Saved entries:
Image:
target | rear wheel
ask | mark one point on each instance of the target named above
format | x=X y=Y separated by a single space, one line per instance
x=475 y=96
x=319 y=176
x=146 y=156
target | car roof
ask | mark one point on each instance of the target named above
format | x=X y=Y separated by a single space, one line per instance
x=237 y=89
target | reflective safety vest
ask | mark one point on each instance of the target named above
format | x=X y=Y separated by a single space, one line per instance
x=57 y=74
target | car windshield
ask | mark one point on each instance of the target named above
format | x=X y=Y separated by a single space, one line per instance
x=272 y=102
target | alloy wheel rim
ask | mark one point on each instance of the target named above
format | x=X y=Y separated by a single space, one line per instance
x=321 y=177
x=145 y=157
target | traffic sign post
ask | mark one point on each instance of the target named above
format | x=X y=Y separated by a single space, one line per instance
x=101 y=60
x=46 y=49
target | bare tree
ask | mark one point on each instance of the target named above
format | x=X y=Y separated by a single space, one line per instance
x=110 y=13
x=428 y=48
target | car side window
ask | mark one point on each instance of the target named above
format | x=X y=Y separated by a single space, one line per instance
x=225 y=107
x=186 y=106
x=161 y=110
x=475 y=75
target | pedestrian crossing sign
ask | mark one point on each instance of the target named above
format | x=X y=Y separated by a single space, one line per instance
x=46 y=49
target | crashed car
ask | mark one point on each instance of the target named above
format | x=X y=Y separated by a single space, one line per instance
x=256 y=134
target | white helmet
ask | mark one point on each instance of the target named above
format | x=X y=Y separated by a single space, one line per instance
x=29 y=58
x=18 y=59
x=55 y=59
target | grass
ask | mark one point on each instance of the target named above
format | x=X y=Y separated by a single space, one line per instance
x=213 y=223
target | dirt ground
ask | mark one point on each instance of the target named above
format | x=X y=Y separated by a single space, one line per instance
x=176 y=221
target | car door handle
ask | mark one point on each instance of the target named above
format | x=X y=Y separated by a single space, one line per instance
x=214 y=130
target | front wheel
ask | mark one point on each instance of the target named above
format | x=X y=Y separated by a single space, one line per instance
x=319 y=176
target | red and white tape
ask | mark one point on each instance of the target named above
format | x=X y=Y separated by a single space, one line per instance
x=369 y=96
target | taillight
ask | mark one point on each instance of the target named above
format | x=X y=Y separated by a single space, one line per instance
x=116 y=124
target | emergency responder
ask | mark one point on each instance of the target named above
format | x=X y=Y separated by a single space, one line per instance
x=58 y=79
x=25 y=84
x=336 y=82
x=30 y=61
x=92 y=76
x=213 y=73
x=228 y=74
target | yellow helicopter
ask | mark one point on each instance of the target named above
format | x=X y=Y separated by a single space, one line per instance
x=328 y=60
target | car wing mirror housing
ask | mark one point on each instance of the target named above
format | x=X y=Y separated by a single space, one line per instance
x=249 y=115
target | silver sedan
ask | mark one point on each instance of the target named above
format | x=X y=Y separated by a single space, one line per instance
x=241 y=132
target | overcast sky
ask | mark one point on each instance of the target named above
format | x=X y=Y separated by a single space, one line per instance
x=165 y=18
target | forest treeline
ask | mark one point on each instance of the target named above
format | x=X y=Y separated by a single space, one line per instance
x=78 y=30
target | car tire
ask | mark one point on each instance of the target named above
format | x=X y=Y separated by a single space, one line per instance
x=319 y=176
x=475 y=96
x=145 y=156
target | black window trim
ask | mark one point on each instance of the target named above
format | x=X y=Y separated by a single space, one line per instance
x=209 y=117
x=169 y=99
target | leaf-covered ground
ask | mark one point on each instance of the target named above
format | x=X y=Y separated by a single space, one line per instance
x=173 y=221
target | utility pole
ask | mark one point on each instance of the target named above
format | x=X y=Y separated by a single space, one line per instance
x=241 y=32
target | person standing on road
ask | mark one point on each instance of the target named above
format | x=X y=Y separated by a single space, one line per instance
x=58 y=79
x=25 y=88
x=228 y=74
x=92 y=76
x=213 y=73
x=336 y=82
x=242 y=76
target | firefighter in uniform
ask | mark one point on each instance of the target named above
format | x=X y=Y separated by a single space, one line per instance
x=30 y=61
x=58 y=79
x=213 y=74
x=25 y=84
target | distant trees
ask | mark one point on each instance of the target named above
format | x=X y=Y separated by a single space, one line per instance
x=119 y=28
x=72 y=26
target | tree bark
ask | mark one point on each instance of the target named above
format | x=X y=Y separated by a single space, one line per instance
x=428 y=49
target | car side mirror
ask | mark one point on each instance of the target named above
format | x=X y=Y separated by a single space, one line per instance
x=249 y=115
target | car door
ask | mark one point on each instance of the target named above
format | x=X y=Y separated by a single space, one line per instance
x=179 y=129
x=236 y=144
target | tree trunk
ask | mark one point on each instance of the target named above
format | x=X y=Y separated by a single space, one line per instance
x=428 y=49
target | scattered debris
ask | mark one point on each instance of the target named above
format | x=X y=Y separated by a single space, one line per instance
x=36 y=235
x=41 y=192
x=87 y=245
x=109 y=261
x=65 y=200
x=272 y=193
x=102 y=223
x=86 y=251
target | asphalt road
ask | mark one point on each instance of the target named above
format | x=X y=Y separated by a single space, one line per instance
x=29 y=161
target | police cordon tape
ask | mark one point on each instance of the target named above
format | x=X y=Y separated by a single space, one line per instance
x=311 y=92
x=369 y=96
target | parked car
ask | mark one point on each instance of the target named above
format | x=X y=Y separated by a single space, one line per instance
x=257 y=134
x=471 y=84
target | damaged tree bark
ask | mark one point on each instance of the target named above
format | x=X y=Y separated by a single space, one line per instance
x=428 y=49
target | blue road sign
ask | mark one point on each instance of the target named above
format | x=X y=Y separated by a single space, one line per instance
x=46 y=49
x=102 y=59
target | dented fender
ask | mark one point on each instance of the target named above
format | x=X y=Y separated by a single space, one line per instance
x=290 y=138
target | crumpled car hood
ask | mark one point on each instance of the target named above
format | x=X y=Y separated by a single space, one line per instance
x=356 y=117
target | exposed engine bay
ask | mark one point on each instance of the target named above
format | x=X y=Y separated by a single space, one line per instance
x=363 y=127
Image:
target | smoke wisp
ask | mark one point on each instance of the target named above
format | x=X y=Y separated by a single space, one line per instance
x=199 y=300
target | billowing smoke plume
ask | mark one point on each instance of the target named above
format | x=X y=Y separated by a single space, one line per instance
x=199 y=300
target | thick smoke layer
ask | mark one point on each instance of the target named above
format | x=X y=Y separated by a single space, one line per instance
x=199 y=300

Task details:
Search the data for "sign". Copy every line that has it.

Exercise response:
target | traffic sign post
target | pedestrian crossing sign
target | blue road sign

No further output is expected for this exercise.